### Text section

In a TED Talk by MIT Technology Review Chief Editor Jason Pontin, he offered an honest assessment of the trajectory of technological advancements from Apollo 11 to the digital age. He said:
“Blithe optimism about technology's powers has evaporated as big problems we had imagined technology would solve, such as going to Mars, creating clean energy, curing cancer, or feeding the world have come to seem intractably hard.”
But in the same talk, Pontin showed a clip of John F. Kennedy telling the Americans about the spirit behind the manned lunar landing mission. The JFK government chose to do it because it was hard. And this kind of spirit is not lost in some of the world’s top technological innovators. Whether it’s funding new companies or founding a consortium, they are moving on from discussing to solving what ails the planet and its people.
Here are some examples of the collective action taking place in tech, as well as the large issues they are aiming to tackle:
Technology advancements, such as electronic payments, are enabling both providers and beneficiaries of aid. Cash relief is a more cost-effective form of aid, according to experts. It also reaches its recipients faster, in a more secure manner. GiveDirectly, backed by Google.org, is a good example. The international charity takes advantage of existing digital payments infrastructure to facilitate money transfers from donors to extremely poor families in the developing world.
The fight against global warming continues to divide many groups, particularly policy makers and entrepreneurs. Amid an atmosphere of skepticism, there are those who have moved on from debating to taking action. Carbon Engineering, backed by Bill Gates, is working on carbon dioxide reduction through direct air capture. It claims that the process can remove “far more CO2 per acre of land footprint than trees and plants.”
CBS reported about another approach, which involves blocking damaging rays from the sun. It seeks to replicate the cooling effect of the Mt. Pinatubo eruption in the Philippines in 1991. At the time, 20 million tons of sulfur spewed into the atmosphere, causing global temperatures to drop by half a degree Celsius in one year.
“Emergency responders and disaster survivors are increasingly turning to mobile devices to prepare for, respond to, and recover from disasters,” said former FEMA administrator Craig Fugate. The world is seeing this scenario unfold as parts of the United States deal with the aftermath of Hurricane Irma.

######

| Exercises to complete |
(1) Answer these questions from the article on technology and global problems:
(a) Which organization backs GiveDirectly?
(b) What method does Carbon Engineering use to reduce carbon dioxide?
(c) How much sulfur went into the atmosphere during the 1991 Mt. Pinatubo eruption?
(2) Please reproduce the article on technology and global problems word for word, starting at "The fight against" and ending at "in one year.".

### Dataset

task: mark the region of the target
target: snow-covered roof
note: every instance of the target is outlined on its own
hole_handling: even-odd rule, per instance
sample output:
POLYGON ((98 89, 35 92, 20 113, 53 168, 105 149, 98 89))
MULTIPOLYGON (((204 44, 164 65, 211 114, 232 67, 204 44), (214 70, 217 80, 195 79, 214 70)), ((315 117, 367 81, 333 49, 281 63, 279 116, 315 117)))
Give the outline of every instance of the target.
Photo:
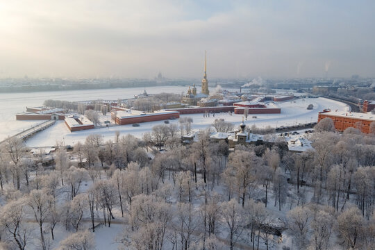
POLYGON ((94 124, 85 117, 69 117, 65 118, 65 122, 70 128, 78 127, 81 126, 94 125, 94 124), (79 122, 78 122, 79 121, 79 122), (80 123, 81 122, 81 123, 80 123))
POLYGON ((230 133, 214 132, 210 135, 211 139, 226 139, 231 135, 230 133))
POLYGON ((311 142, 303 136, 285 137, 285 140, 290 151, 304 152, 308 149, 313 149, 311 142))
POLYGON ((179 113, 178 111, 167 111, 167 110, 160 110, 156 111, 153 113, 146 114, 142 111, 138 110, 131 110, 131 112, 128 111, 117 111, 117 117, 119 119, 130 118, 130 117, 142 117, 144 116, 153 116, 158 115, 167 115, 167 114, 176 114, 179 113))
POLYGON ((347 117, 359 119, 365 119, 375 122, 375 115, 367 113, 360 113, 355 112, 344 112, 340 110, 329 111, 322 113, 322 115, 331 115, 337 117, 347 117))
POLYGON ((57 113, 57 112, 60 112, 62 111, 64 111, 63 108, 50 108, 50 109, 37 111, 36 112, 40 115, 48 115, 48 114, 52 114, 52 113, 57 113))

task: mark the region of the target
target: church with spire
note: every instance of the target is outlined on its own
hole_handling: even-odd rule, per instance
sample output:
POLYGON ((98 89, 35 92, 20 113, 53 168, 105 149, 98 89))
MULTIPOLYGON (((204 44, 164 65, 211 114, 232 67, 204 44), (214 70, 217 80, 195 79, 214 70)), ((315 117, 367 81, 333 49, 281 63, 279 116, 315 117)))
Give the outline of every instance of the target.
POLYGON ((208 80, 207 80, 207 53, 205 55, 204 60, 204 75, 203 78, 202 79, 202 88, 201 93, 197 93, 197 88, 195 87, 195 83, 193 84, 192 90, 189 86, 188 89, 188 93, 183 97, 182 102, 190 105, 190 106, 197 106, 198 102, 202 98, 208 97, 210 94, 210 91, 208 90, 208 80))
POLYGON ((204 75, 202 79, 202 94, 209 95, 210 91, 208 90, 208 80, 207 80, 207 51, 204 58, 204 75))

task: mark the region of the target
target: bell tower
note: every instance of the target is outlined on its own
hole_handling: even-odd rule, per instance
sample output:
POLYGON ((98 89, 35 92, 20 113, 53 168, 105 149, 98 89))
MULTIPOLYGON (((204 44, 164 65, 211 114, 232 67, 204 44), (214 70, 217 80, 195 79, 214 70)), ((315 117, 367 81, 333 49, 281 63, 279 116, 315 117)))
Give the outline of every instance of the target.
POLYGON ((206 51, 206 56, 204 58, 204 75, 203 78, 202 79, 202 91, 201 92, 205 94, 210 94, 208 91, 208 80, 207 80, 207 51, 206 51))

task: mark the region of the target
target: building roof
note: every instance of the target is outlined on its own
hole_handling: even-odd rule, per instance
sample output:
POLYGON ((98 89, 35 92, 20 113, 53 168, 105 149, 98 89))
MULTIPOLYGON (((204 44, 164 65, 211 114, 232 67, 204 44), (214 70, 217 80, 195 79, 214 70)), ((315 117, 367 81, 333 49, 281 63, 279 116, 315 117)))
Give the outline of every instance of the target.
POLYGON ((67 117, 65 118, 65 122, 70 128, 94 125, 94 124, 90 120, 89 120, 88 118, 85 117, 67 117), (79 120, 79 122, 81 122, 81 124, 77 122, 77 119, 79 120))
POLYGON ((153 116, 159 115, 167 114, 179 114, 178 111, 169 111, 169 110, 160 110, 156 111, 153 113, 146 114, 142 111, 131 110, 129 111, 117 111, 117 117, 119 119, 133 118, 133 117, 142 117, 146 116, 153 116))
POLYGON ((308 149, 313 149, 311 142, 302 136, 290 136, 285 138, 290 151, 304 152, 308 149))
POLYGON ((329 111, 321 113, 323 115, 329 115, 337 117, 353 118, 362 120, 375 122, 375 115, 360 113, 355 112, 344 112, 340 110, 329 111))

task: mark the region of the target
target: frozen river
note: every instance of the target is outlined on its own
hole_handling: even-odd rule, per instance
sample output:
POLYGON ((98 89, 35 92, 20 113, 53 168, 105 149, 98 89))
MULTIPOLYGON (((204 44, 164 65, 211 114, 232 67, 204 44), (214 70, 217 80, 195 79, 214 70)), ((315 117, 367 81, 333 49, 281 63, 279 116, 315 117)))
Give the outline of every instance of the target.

######

| Results of the exercise |
(1)
(a) Google.org
(b) Direct air capture
(c) 20 million tons

(2)
The fight against global warming continues to divide many groups, particularly policy makers and entrepreneurs. Amid an atmosphere of skepticism, there are those who have moved on from debating to taking action. Carbon Engineering, backed by Bill Gates, is working on carbon dioxide reduction through direct air capture. It claims that the process can remove “far more CO2 per acre of land footprint than trees and plants.”
CBS reported about another approach, which involves blocking damaging rays from the sun. It seeks to replicate the cooling effect of the Mt. Pinatubo eruption in the Philippines in 1991. At the time, 20 million tons of sulfur spewed into the atmosphere, causing global temperatures to drop by half a degree Celsius in one year.